** Begin SOURCE EXTRACT **

I stand corrected then - welcome aboard! Linux is much easier to get into now than even just 5 years ago.
Ugh I switched to Arch full time 5 years ago and I had to walk to the servers uphill both ways in the snow. Kids today don’t know how good they have it.
Archinstall didn’t exist 5 years ago, so this is actually true!
I spent three days trying to get pulseaudio to work, 10 out of 10 can’t recommend enough
ZDNet content is 100% worthless these days.
Has been for a few years now.
I use Rufus. It just works.
And, more importantly, works on windows. I’d imagine windows users are the target audience for a “how to make a Linux USB” walkthrough.
Easy as shit to use to.
If you’re already on linux there is no need to install special tools. Simply copy the iso directly to the USB device.
dd if=distribution.iso of=/dev/sdX bs=1M && sync
You can do the same with
cp
too. Also safer.But I use Ventoy nowadays.
oflag=sync also works instead of && sync. Might as well drop a status=progress in there too
cat
works as well.
Unetbootin huh? Something tells me people capable of running a Linux-only application know how to make a Linux installer USB.
Unetbootin runs on Windows too…
also Mac
My bad, didn’t know that
I would like to install a distro on a USB stick, without it doing something stupid to my internal drive’s EFI.
I see people say this a lot and I have no experience with this but I wonder why you wouldn’t use a USB nvme SSD enclosure it seems a lot easier and idk if running it over USB would limit the speed but it could preform better than a USB stick.

** End SOURCE EXTRACT **
** Begin DATA BLOCK **

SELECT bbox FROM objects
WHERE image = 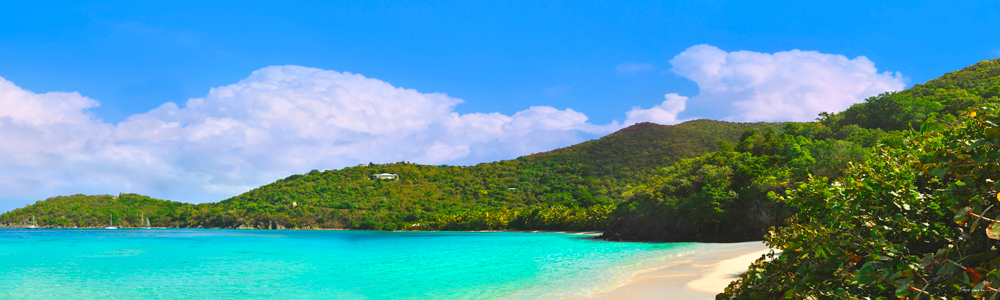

** End DATA BLOCK **

**INSTRUCTIONS**.
(A) Answer these questions about the Linux USB discussion, one per line:
(i) How many days did one commenter spend trying to get pulseaudio to work?
(ii) Which tool does the commenter who mentions cp say they use nowadays?
(iii) Besides Windows, what other platform is Unetbootin said to run on?
(B) Output the passage of the Linux USB discussion from "Has been for" to "Linux installer USB.", copied word for word.
Answer from the Linux USB discussion alone, without outside knowledge.

**ANSWERS TO THE TASKS**.
(A)
(i) Three days
(ii) Ventoy
(iii) Mac

(B)
Has been for a few years now.
I use Rufus. It just works.
And, more importantly, works on windows. I’d imagine windows users are the target audience for a “how to make a Linux USB” walkthrough.
Easy as shit to use to.
If you’re already on linux there is no need to install special tools. Simply copy the iso directly to the USB device.
dd if=distribution.iso of=/dev/sdX bs=1M && sync
You can do the same with
cp
too. Also safer.But I use Ventoy nowadays.
oflag=sync also works instead of && sync. Might as well drop a status=progress in there too
cat
works as well.
Unetbootin huh? Something tells me people capable of running a Linux-only application know how to make a Linux installer USB.